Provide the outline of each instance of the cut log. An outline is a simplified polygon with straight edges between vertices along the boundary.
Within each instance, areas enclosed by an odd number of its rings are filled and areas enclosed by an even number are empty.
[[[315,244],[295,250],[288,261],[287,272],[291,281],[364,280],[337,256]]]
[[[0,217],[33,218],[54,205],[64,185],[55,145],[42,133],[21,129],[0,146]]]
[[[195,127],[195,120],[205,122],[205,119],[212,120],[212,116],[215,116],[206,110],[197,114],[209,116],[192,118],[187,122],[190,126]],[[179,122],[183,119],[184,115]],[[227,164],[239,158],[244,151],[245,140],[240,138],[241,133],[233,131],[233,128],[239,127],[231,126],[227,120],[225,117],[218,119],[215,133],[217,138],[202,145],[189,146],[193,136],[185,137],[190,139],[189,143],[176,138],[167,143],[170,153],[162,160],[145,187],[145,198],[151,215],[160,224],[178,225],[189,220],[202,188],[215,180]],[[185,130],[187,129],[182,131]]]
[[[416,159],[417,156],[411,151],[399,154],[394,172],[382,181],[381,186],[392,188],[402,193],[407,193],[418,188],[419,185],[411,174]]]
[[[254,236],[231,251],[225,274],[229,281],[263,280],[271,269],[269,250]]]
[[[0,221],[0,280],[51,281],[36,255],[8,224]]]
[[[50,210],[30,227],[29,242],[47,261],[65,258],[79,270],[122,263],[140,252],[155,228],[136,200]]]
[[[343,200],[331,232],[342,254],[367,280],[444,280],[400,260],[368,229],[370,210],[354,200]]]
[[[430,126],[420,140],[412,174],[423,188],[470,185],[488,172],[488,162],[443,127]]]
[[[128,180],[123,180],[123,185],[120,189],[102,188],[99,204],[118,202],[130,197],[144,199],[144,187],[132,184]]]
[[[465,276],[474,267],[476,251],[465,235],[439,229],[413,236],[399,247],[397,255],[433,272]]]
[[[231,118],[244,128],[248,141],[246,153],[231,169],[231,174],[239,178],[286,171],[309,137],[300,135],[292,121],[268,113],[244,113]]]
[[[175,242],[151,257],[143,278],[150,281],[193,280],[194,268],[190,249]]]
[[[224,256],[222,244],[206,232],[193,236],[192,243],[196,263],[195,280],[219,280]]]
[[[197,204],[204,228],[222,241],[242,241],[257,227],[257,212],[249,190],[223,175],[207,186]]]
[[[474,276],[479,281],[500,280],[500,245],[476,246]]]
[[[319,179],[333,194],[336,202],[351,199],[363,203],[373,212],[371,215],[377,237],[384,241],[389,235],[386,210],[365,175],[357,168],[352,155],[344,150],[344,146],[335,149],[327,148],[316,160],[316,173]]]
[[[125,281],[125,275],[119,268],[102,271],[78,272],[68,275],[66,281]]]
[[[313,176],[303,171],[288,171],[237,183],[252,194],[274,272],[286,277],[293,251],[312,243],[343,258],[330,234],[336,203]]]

***

PROBLEM TO WORK ON: Every line above with the word "instance" belongs in the answer, copied as written.

SOLUTION FOR THIS EXERCISE:
Provide the outline of each instance of the cut log. An outline is a simplified polygon with straight edges between vertices along the boundary.
Within each instance, areas enclosed by an odd number of its rings are filled and areas enclosed by an even number are empty.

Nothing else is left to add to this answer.